THE PROBLEM:
Could you write out every row below again, requests included, with each pixel coordinate in the answers multiplied by 0.4 and rounded to a whole number (halves rounding up), and leave the pictures out?

ENTRIES SHOWN:
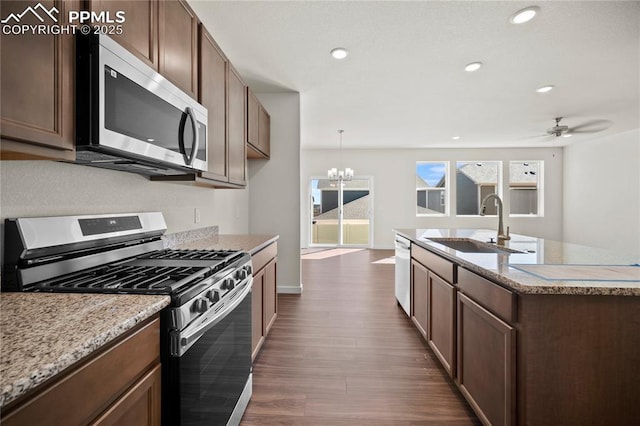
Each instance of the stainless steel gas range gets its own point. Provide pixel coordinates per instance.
(206, 330)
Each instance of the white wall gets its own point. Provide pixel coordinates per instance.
(393, 174)
(275, 187)
(602, 192)
(47, 188)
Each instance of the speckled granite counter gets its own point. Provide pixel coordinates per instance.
(249, 243)
(513, 270)
(42, 334)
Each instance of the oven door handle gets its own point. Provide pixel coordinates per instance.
(186, 341)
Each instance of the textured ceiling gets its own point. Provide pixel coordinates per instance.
(403, 83)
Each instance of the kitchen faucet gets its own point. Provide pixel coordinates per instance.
(501, 236)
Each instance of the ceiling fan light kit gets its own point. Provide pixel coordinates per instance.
(558, 130)
(524, 15)
(545, 89)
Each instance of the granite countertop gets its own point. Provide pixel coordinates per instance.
(249, 243)
(44, 333)
(543, 267)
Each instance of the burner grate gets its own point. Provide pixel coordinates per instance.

TASK ANSWER:
Each instance of the stainless steel gas range gets its own point. Provide pixel coordinates per instance.
(82, 132)
Each instance of the white wall gets its own point. Provide pixel coordinates per instance.
(157, 70)
(110, 75)
(241, 77)
(19, 75)
Each instance of the speckled granite counter gets its own point. Provide pixel coordinates per instance.
(100, 97)
(205, 108)
(17, 134)
Each instance of the oven door handle gets its own point. Provide pixel coordinates per instance.
(74, 136)
Each instance of the textured ceiling gets its own point. Provide pixel coordinates per instance.
(161, 33)
Each instance of the kitchen faucet gets its own point. Provide pixel coordinates per instance.
(200, 94)
Each instance of the ceiling fan light kit gets its own point. Provide pixel coordinates per instance.
(223, 52)
(210, 6)
(218, 36)
Each instance of the granite countertop gets its own point. Provide pixel coordinates per instance.
(100, 97)
(18, 133)
(217, 107)
Each instance of the burner grate gets its own point. Provide pixel coordinates per instance.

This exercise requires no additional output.